● The task
Below are records to be output exactly, every one of them.

Segment Start: Source material

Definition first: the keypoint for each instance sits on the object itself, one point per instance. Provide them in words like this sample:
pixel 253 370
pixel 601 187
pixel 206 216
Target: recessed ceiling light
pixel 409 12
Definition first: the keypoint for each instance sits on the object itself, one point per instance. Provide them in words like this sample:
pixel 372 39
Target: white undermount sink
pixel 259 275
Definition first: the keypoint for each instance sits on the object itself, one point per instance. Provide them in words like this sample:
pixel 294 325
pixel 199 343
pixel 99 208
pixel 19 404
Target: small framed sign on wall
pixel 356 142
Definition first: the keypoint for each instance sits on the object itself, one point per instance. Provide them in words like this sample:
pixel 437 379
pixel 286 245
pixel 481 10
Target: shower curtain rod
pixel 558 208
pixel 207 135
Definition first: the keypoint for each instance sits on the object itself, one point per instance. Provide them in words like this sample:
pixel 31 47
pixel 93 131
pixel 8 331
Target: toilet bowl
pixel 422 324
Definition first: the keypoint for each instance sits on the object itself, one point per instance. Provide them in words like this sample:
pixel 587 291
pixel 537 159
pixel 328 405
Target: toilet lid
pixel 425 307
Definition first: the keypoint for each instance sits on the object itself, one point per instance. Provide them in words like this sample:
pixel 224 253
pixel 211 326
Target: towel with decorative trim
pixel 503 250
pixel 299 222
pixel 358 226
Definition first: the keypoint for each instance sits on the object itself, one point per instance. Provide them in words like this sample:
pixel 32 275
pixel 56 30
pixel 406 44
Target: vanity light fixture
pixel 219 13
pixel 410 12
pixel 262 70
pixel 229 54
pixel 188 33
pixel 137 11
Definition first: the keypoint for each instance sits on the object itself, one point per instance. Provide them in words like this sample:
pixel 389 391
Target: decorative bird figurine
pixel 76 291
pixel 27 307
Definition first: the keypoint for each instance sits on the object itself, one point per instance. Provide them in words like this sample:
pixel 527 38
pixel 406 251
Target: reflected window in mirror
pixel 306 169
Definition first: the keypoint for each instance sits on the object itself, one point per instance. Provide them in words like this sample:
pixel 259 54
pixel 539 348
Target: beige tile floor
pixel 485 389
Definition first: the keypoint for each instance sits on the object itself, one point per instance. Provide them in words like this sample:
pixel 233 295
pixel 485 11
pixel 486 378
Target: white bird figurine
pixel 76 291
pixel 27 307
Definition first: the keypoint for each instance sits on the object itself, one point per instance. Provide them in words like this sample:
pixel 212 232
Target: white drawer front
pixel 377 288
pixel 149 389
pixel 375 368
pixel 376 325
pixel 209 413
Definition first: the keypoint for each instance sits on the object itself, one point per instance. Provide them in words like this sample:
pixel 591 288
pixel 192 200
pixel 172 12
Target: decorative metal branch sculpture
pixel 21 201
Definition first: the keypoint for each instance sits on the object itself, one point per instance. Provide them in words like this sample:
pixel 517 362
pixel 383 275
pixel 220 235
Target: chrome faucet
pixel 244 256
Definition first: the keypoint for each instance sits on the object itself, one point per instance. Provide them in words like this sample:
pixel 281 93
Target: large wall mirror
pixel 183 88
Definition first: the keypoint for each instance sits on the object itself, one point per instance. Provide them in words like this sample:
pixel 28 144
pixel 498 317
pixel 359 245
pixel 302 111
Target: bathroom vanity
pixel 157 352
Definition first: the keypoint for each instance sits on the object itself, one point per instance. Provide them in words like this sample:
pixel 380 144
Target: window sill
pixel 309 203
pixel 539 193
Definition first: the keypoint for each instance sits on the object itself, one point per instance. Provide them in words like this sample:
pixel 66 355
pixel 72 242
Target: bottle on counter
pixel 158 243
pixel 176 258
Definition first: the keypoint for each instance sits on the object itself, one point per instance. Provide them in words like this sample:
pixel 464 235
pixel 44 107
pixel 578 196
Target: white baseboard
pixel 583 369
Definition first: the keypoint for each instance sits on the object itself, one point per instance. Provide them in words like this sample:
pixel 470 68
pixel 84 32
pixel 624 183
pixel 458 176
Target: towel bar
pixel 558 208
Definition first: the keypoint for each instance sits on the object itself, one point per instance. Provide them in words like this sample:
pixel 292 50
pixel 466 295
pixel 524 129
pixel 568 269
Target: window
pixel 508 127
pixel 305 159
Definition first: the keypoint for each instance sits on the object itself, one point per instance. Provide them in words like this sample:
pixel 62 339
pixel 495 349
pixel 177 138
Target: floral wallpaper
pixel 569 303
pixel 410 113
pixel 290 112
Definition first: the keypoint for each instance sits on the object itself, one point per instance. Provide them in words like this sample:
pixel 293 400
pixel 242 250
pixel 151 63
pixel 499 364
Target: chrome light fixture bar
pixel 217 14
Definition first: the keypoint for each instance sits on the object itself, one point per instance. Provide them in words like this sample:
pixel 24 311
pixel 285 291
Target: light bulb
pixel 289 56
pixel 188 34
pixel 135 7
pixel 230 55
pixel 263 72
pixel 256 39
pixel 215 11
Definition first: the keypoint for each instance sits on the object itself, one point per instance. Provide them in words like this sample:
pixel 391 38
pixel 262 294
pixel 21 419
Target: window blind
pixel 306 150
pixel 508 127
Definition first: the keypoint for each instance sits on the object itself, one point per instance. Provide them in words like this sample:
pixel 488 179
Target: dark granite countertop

Segment End: Source material

● Answer to the exercise
Definition first: the keypoint for each instance sits on the object itself, one point per instance. Provide them in words like this sample:
pixel 253 370
pixel 601 187
pixel 206 216
Target: recessed ceiling light
pixel 409 12
Definition first: the keypoint for each instance sits on the object itself, one point per instance. Provide them in words like this sample:
pixel 372 39
Target: white undermount sink
pixel 259 275
Definition first: the keypoint for each instance sits on the object itself, one point per instance. Provide them in words like this sample:
pixel 294 325
pixel 199 343
pixel 99 208
pixel 19 404
Target: small framed sign on wall
pixel 356 142
Definition first: the keypoint for each instance sits on the object itself, one point per instance. Provide them in words like this sample:
pixel 437 379
pixel 286 245
pixel 481 10
Target: shower curtain rod
pixel 558 208
pixel 207 135
Definition first: the keypoint for each instance sits on the object itself, one point per instance. Provide them in words like this sample:
pixel 31 47
pixel 93 131
pixel 8 331
Target: toilet bowl
pixel 422 324
Definition first: the keypoint for each instance sits on the object itself, one point per instance. Provide them in words like this sample:
pixel 587 291
pixel 537 159
pixel 328 405
Target: toilet lid
pixel 425 307
Definition first: the keypoint for each instance sits on the object itself, one point per instance. Provide them in words like this sample:
pixel 224 253
pixel 211 326
Target: towel with decorative trim
pixel 503 250
pixel 299 222
pixel 358 226
Definition first: the keypoint for each instance sits on the object itself, one point per instance. Provide them in words like this sample:
pixel 32 275
pixel 56 30
pixel 406 44
Target: vanity light fixture
pixel 219 13
pixel 410 12
pixel 262 70
pixel 229 54
pixel 188 33
pixel 137 11
Definition first: the keypoint for each instance sits on the object itself, one point per instance. Provide them in words like this sample:
pixel 389 391
Target: decorative bird figurine
pixel 76 291
pixel 27 307
Definition first: the keypoint for each instance sits on the object itself, one point per instance. Provide them in words like this sample:
pixel 527 38
pixel 406 251
Target: reflected window in mirror
pixel 306 169
Definition first: the keypoint for each instance sits on the object itself, one point per instance. Provide them in words like this sample:
pixel 259 54
pixel 539 348
Target: beige tile floor
pixel 485 389
Definition first: the keypoint for each instance sits on the object itself, one point per instance. Provide them in words like this sample:
pixel 233 295
pixel 485 11
pixel 486 378
Target: white bird figurine
pixel 76 291
pixel 27 307
Definition first: the keypoint for each instance sits on the object itself, one point per instance. Provide them in words like this sample:
pixel 212 232
Target: white drawer front
pixel 377 288
pixel 149 389
pixel 375 368
pixel 376 325
pixel 209 413
Definition first: the keypoint for each instance sits on the object itself, one point per instance. Provide them in words like this sample:
pixel 591 288
pixel 192 200
pixel 172 12
Target: decorative metal branch sculpture
pixel 21 201
Definition first: the keypoint for each instance sits on the object itself, one point per instance. Provide them in words like this sample:
pixel 517 362
pixel 383 275
pixel 220 235
Target: chrome faucet
pixel 244 256
Definition first: the keypoint for each instance sits on the object itself, one point per instance. Provide them in words like this sample:
pixel 281 93
Target: large wall mirror
pixel 183 88
Definition first: the keypoint for each instance sits on the object itself, one point per instance. Provide them in words like this sample:
pixel 28 144
pixel 498 317
pixel 359 245
pixel 302 111
Target: bathroom vanity
pixel 157 352
Definition first: the keypoint for each instance sits on the object itself, one point per instance. Provide them in words like this sample:
pixel 380 144
Target: window sill
pixel 309 203
pixel 539 193
Definition first: the keypoint for each instance sits on the object itself, one point per instance. Provide them in words like this sample:
pixel 66 355
pixel 72 242
Target: bottle on counter
pixel 158 243
pixel 176 258
Definition first: the keypoint for each instance sits on the object itself, one point per instance. Provide them in words like this sample:
pixel 464 235
pixel 44 107
pixel 578 196
Target: white baseboard
pixel 583 369
Definition first: the keypoint for each instance sits on the object itself, one point per instance. Provide them in words like this sample:
pixel 470 68
pixel 84 32
pixel 624 183
pixel 458 176
Target: towel bar
pixel 558 208
Definition first: the keypoint for each instance sits on the object itself, one point per instance. Provide them in words like this sample:
pixel 292 50
pixel 466 295
pixel 524 129
pixel 568 269
Target: window
pixel 508 127
pixel 305 159
Definition first: the keypoint for each instance sits on the object itself, one point per instance. Provide them in words like this sample:
pixel 62 339
pixel 495 349
pixel 177 138
Target: floral wallpaper
pixel 569 303
pixel 410 113
pixel 290 112
Definition first: the keypoint for each instance sits on the object itself, one point per instance. Provide them in words like this sample:
pixel 293 400
pixel 242 250
pixel 151 63
pixel 499 364
Target: chrome light fixture bar
pixel 217 14
Definition first: the keypoint for each instance sits on the object itself, one point per instance. Provide them in words like this sample:
pixel 24 311
pixel 285 291
Target: light bulb
pixel 289 56
pixel 188 34
pixel 135 7
pixel 230 55
pixel 263 72
pixel 256 39
pixel 215 11
Definition first: the keypoint for each instance sits on the object itself, one point per instance. Provide them in words like this sample:
pixel 391 38
pixel 262 294
pixel 21 419
Target: window blind
pixel 306 150
pixel 508 127
Definition first: the keypoint for each instance sits on the object itself, one point per instance. Provide them in words like this sample:
pixel 488 179
Target: dark granite countertop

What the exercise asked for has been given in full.